- [EXTRACTED TEXT]
* * * * * * *
The reply of the plaintiff “ denies each and every allegation in said answer contained inconsistent with the statements in plaintiff’s petition herein contained.” The reply *256also specifically denies -that the title to the real estate in question is in William S. Amos, and also denies all allegations which charge plaintiff with conspiring with William S. Amos to delay or defraud his creditors, and alleges that the land is the property of E. Collingwood.

Upon these issues the cause was tried.

No evidence was offered by the plaintiff except the mortgage, which was received without objection. The defendants, to sustain the issues on their part, offered and read the deposition of the plaintiff taken on the ninth day of December, 1881, in an action then pending in the United States circuit court for the district of Nebraska, in which Linus M. Marshall and others were plaintiffs and W. S. Amos and others were defendants. No other testimony was introduced. A decree was entered in favor of plain-' tiff foreclosing the mortgage. From the decree defendants appeal.
* * * * * * *
- [RECORD LIST]
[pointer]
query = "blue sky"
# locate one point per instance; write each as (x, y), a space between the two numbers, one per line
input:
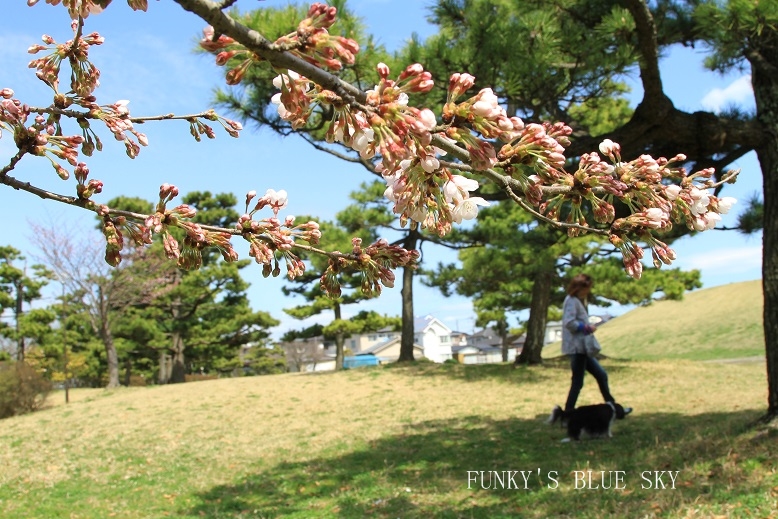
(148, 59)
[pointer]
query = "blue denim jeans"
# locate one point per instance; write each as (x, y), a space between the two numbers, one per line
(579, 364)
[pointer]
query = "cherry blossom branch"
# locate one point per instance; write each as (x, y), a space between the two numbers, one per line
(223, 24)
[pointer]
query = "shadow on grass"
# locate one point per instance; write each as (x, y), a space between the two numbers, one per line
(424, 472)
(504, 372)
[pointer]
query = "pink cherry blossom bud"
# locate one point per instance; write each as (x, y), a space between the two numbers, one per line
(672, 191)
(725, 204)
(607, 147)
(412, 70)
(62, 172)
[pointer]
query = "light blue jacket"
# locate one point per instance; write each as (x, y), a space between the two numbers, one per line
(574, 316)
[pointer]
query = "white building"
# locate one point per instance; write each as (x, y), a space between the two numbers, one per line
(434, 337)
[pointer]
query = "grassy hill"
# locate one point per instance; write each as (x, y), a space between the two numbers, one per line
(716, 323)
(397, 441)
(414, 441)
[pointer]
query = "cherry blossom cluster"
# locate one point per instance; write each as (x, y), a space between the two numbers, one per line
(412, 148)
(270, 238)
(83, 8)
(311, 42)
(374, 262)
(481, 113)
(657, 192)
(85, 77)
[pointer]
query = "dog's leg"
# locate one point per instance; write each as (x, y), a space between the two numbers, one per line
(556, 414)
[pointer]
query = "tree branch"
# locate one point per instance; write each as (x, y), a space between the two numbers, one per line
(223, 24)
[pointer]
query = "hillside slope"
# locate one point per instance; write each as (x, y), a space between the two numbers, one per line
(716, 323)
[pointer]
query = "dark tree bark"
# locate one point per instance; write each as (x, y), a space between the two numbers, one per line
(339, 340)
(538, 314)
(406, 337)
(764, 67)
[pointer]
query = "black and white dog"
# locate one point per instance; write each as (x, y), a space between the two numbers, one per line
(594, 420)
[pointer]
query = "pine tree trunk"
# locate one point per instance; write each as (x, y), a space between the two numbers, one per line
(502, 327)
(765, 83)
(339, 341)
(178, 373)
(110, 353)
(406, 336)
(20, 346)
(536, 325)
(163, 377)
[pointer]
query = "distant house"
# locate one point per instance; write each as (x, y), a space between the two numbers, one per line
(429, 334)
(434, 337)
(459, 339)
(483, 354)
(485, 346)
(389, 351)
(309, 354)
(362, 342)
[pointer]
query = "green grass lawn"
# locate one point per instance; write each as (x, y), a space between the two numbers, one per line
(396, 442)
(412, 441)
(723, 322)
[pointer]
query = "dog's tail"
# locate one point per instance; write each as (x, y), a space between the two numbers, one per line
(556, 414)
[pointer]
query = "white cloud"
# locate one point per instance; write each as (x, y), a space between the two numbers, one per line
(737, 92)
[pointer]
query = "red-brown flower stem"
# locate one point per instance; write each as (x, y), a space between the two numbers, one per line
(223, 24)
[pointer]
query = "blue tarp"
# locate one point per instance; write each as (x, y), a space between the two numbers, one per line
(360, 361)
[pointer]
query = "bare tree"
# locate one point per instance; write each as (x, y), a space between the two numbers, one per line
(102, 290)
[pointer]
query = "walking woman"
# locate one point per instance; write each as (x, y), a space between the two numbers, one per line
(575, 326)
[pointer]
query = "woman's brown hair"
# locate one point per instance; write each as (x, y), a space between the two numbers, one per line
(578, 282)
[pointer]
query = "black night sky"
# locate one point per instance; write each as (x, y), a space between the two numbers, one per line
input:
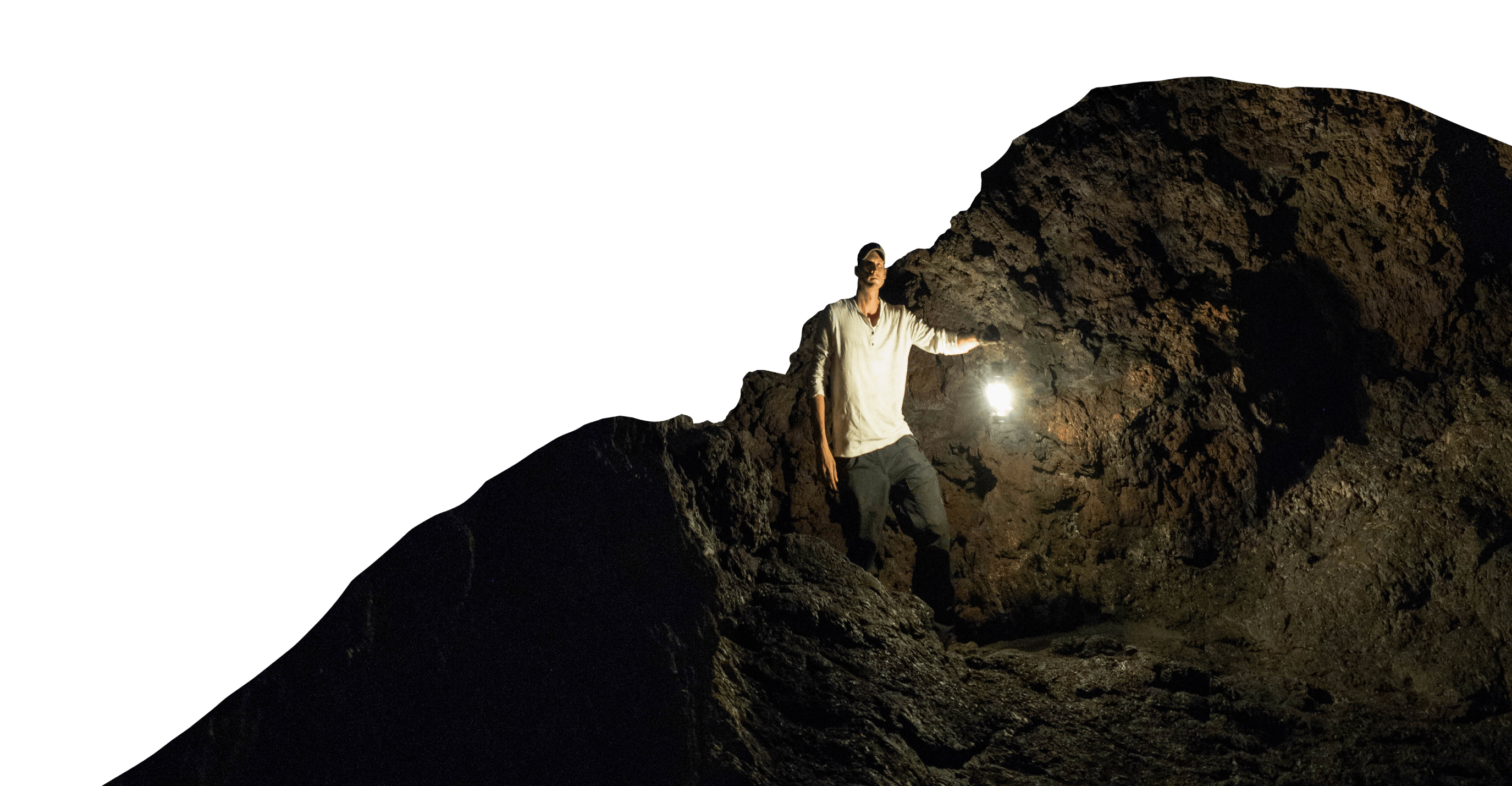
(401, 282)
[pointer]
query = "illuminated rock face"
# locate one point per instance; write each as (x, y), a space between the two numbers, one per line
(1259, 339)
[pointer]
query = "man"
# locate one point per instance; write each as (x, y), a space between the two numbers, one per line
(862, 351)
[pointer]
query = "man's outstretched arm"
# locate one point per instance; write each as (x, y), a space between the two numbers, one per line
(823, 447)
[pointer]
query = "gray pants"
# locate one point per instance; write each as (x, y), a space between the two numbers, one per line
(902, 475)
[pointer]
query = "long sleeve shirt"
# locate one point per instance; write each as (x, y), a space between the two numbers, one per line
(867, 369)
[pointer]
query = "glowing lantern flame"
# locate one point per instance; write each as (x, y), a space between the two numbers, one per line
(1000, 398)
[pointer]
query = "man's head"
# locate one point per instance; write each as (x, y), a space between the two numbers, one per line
* * * * * * *
- [PROBLEMS AND TASKS]
[a] List every document that the foreclosure case text names.
[b] Rewrite the foreclosure case text between "The reply of" and "cause was tried.", inclusive, substituting "response" for each occurrence of "reply".
[c] Write the next part of the foreclosure case text, continuing after its final sentence.

- [IN RESPONSE]
[a] The reply, the answer, the petition, the mortgage, the deposition, and the decree.

[b]
The response of the plaintiff “ denies each and every allegation in said answer contained inconsistent with the statements in plaintiff’s petition herein contained.” The response *256also specifically denies -that the title to the real estate in question is in William S. Amos, and also denies all allegations which charge plaintiff with conspiring with William S. Amos to delay or defraud his creditors, and alleges that the land is the property of E. Collingwood.

Upon these issues the cause was tried.

[c]
The first question presented for decision is as to the proper construction of tlm pleadings. It is insisted by appellants that the reply is and should be treated as an admission of all the allegations of the answer not specifically denied. That the denial in the reply of “each and every allegation in said answer contained inconsistent with the statements in plaintiffs petition,” is not a denial of any allegation of the answer, and therefore the allegations that William S. Amos, William Wames, E. Collingwood, and Edward Collingwood are one and the same person, and Nellie Wames, his daughter, is the plaintiff; that Amos ran away from St. Louis owing the debts due defendants, and secreted himself in Nebraska ‘under one of the above aliases; that plaintiff participated and aided in such concealment by changing her own name to correspond with the assumed name of her father; that the land in controversy was purchased with his own money; that he made the mortgage in suit in one of his assumed names,, by another assumed name as attorney in fact, to another assumed *257person called Nellie Wames, and that there were no such persons as William Wames, Collingwood, or Nellie Wames, stand admitted.

It is as confidently contended, upon the other hand, that the reply was treated by all parties in the court below as a denial of all the allegations of the answer, except the fact of the indebtedness of Amos and the rendition of the judgments against him, and that good faith would require it to be so treated in this court, even were the reply defective.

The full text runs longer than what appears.